Reproduce each of the items below word for word, with no changes of any kind.

Dataset entries
########

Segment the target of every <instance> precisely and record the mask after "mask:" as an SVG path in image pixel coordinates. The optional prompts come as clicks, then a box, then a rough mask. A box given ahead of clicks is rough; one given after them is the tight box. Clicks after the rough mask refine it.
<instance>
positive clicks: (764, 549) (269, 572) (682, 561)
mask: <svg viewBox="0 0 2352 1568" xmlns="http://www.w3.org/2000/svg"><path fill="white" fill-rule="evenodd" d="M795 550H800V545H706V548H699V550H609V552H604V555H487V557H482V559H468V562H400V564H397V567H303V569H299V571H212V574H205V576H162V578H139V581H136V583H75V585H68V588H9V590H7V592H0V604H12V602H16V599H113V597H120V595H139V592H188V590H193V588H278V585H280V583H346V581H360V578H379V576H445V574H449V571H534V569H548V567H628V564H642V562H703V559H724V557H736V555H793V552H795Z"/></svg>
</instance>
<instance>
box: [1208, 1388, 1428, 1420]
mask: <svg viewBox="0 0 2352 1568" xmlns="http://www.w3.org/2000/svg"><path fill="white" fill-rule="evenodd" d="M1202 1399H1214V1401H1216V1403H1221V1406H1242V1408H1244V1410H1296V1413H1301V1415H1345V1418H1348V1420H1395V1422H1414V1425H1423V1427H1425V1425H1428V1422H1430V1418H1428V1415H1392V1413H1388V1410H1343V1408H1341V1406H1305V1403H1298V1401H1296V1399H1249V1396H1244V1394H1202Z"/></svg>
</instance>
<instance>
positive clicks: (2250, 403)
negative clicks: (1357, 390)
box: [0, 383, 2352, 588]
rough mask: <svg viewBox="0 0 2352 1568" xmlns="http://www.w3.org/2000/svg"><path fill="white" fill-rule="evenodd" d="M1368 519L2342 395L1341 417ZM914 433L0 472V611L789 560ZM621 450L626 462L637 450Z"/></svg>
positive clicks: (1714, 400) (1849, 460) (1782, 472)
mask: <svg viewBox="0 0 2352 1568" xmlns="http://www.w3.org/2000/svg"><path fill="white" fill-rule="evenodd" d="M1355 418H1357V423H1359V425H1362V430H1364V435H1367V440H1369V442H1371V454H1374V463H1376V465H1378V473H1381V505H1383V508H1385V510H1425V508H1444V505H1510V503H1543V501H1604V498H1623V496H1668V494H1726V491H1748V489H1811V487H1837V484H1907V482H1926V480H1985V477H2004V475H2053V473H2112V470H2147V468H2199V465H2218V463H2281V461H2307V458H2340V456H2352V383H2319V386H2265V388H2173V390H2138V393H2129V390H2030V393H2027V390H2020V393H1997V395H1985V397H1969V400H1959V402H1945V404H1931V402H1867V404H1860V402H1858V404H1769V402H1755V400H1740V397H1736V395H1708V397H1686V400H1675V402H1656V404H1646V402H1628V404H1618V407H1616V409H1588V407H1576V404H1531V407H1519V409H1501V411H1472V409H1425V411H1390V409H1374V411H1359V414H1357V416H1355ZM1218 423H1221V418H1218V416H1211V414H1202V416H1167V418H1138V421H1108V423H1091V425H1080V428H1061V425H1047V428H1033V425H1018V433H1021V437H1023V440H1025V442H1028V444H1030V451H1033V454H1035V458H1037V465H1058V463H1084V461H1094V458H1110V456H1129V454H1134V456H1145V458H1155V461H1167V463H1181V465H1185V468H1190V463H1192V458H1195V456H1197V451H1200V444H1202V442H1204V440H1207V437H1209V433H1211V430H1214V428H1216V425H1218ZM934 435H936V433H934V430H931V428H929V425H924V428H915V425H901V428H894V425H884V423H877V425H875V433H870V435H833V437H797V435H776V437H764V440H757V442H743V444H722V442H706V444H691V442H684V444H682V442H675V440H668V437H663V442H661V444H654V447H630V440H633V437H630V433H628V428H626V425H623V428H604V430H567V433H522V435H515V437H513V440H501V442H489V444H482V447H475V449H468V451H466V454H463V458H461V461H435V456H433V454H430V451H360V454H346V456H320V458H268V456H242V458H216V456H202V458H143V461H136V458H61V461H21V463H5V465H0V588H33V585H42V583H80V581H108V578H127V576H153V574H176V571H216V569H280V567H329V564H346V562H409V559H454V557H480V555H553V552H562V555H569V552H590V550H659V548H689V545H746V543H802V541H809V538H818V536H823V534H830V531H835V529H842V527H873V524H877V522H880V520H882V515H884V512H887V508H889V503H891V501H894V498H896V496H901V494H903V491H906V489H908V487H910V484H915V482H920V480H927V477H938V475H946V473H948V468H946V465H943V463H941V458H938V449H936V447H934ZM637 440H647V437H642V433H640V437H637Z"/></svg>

########

Solved problem:
Segment the target of every <instance> precisely and record the mask after "mask:" as an SVG path in image pixel coordinates. The optional prompts come as clicks, then a box, then a rough mask. A box given ahead of clicks is rough; one given after them is the tight box. Clicks after the rough mask refine it.
<instance>
positive clicks: (764, 549) (269, 572) (682, 561)
mask: <svg viewBox="0 0 2352 1568" xmlns="http://www.w3.org/2000/svg"><path fill="white" fill-rule="evenodd" d="M795 550H800V545H706V548H699V550H609V552H604V555H487V557H482V559H468V562H400V564H397V567H303V569H299V571H212V574H205V576H162V578H139V581H136V583H75V585H68V588H9V590H7V592H0V604H12V602H16V599H113V597H120V595H139V592H188V590H193V588H278V585H280V583H346V581H360V578H379V576H445V574H449V571H534V569H548V567H628V564H642V562H703V559H724V557H736V555H793V552H795Z"/></svg>
</instance>
<instance>
box: [1208, 1388, 1428, 1420]
mask: <svg viewBox="0 0 2352 1568" xmlns="http://www.w3.org/2000/svg"><path fill="white" fill-rule="evenodd" d="M1202 1399H1214V1401H1216V1403H1221V1406H1242V1408H1244V1410H1296V1413H1301V1415H1345V1418H1348V1420H1395V1422H1414V1425H1423V1427H1425V1425H1428V1422H1430V1418H1428V1415H1392V1413H1388V1410H1343V1408H1341V1406H1305V1403H1298V1401H1296V1399H1249V1396H1244V1394H1202Z"/></svg>
</instance>
<instance>
positive clicks: (2250, 403)
negative clicks: (1357, 390)
box: [0, 383, 2352, 588]
rough mask: <svg viewBox="0 0 2352 1568" xmlns="http://www.w3.org/2000/svg"><path fill="white" fill-rule="evenodd" d="M1368 519L2342 395L1341 417ZM914 433L0 472V611L789 560ZM621 450L626 462L637 450Z"/></svg>
positive clicks: (1714, 400) (1849, 460) (1782, 472)
mask: <svg viewBox="0 0 2352 1568" xmlns="http://www.w3.org/2000/svg"><path fill="white" fill-rule="evenodd" d="M1355 418H1357V423H1359V425H1362V430H1364V435H1367V440H1369V442H1371V454H1374V463H1376V465H1378V473H1381V505H1383V508H1385V510H1425V508H1444V505H1510V503H1543V501H1604V498H1623V496H1668V494H1726V491H1748V489H1811V487H1837V484H1907V482H1926V480H1985V477H2004V475H2053V473H2112V470H2147V468H2199V465H2218V463H2281V461H2307V458H2340V456H2352V383H2319V386H2265V388H2173V390H2138V393H2129V390H2030V393H2027V390H2020V393H1997V395H1985V397H1969V400H1959V402H1945V404H1931V402H1867V404H1860V402H1858V404H1769V402H1755V400H1740V397H1736V395H1708V397H1686V400H1675V402H1656V404H1646V402H1628V404H1618V407H1616V409H1588V407H1576V404H1531V407H1519V409H1501V411H1472V409H1425V411H1390V409H1374V411H1359V414H1357V416H1355ZM1218 423H1221V418H1218V416H1211V414H1202V416H1167V418H1138V421H1108V423H1091V425H1080V428H1061V425H1047V428H1033V425H1018V433H1021V437H1023V440H1025V442H1028V444H1030V451H1033V454H1035V458H1037V465H1058V463H1084V461H1094V458H1110V456H1129V454H1134V456H1145V458H1155V461H1167V463H1181V465H1185V468H1190V463H1192V458H1195V456H1197V451H1200V444H1202V442H1204V440H1207V437H1209V433H1211V430H1214V428H1216V425H1218ZM934 435H936V433H934V430H931V428H929V425H924V428H915V425H901V428H894V425H884V423H877V425H875V433H870V435H833V437H797V435H776V437H764V440H757V442H743V444H722V442H706V444H691V442H684V444H682V442H675V440H668V437H663V442H661V444H654V447H630V440H633V437H630V433H628V428H626V425H623V428H604V430H567V433H522V435H515V437H513V440H501V442H489V444H482V447H475V449H468V451H466V454H463V458H461V461H435V456H433V454H430V451H360V454H346V456H320V458H268V456H242V458H216V456H202V458H143V461H136V458H61V461H21V463H5V465H0V588H33V585H42V583H80V581H108V578H127V576H153V574H176V571H216V569H280V567H329V564H346V562H409V559H454V557H480V555H553V552H562V555H569V552H590V550H659V548H689V545H746V543H802V541H809V538H818V536H823V534H830V531H835V529H842V527H873V524H877V522H880V520H882V515H884V512H887V508H889V503H891V501H894V498H896V496H901V494H903V491H906V489H908V487H910V484H915V482H920V480H927V477H938V475H946V473H948V468H946V465H943V463H941V458H938V449H936V447H934ZM637 440H647V437H642V433H640V437H637Z"/></svg>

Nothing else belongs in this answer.